**Direction 1:**
In the records below, how many lines contain the string "tesco", matching case exactly? Reply with the number alone.

* begin Page *

A careful consideration of the evidence has convinced us that the trial court erred in giving the peremptory instruction, because there were material issues of fact for the jury to decide. The sale was admittedly one by sample. While the evidence might have been sufficient to sustain a finding that there was a waiver of the right of inspection, and a final acceptance by appellant, after inspection, and in reliance upon the honest judgment of Mr. Kelly, we do not think the evidence of such a conclusive character as to justify an instructed verdict.

It is unnecessary to set out the evidence in detail. The testimony of I. E. Ellis and W. L. Ellis, in reference to the limited authority of the former in this particular matter, and the positive testimony of I. E. Ellis that he told Mr. Kelly, the representative of appellee, that he knew nothing about such grades of cotton, especially type 9, and that they would expect Mr. Kelly to match up with the samples, while susceptible of another construction, might well have justified the inference that there was no intention to waive inspection or comparison of the samples, and no purpose to commit the question of quality and grade to Mr. Kelly's sound judgment. Indeed, Mr. Kelly's own testimony tends to support the latter view, since he testified that he made no effort or attempt to pass on type 9 cotton for I. E. Ellis. This is sufficient, we think, although there is other evidence, to make the question one for the jury.

We also entertain the view that the evidence raised the issue as to whether or not appellee exercised due diligence to sell the cotton to the best advantage and within proper time. The testimony tended to show that the seller retained such control over the cotton until payment of the drafts to which the bills of lading were attached as that it could have taken possession and have resold the cotton when advised by the buyer that he had rejected it. Whether this could or should have been done at Quanah and more promptly than was done are questions of fact. Appellee did exercise this right when the cotton arrived at Houston. Whether it was done promptly or properly are questions primarily for the decision of the jury. This conclusion also applies to the claim that the cotton should not have been sold on a holiday.

As to the question of fraud, the proper submission of any such issue upon another trial will depend upon the evidence. It does not seem to be seriously or specifically claimed that it was raised by the evidence in the record. It is thought proper to say, however, that if the issue should be presented, we agree with counsel for appellant that it is not necessary that a false representation should be willful. The trend of decisions by our Supreme Court has been steadily to the principle that it is as much fraud to misrepresent that which the party does not know to be true or false as to state it with absolute knowledge of its falsity. No person should be heard to say:

"It is true that I made a false statement of fact to another, upon which he acted, to his detriment, but I did not know it to be false." As to the 12 bales of cotton, which are now admitted to have been up to type 9, it is insisted that we should at least affirm the judgment. Appellant bought 100 bales of that grade to fill orders from others. He was entitled to that quantity, unless he waived the right. We cannot say, as a matter of law, that he did waive it simply because there were two shipments of the lot, one of which came up to sample. This, too, would seem to be a question of fact. The other questions raised will probably not arise upon another trial; hence we express no opinion upon them. For the reasons given, the judgment is reversed, and the cause remanded.

* end Page *
* begin Source records *

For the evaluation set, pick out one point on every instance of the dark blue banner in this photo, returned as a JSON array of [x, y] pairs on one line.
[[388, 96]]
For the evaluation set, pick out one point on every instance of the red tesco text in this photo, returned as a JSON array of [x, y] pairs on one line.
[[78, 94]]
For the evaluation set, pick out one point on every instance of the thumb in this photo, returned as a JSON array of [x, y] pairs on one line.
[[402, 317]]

* end Source records *
* begin Source records *

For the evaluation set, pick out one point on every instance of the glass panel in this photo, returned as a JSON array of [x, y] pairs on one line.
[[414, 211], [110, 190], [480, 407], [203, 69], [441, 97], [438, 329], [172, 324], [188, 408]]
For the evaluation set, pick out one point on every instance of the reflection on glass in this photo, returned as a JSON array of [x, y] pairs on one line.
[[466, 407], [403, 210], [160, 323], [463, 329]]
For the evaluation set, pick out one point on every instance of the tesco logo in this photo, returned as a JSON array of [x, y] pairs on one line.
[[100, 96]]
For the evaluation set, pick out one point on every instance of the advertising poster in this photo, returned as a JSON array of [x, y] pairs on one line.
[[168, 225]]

* end Source records *
* begin Source records *

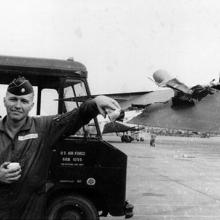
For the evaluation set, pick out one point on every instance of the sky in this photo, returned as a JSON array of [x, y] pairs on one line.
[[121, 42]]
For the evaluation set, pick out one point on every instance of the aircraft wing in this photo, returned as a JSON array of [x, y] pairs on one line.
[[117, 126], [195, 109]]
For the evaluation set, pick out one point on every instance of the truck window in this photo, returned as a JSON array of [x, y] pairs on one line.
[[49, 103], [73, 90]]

* end Source records *

**Direction 2:**
Which people are named in the court opinion above? List every one.

**Answer 1:**
2

**Answer 2:**
I. E. Ellis, W. L. Ellis, Mr. Kelly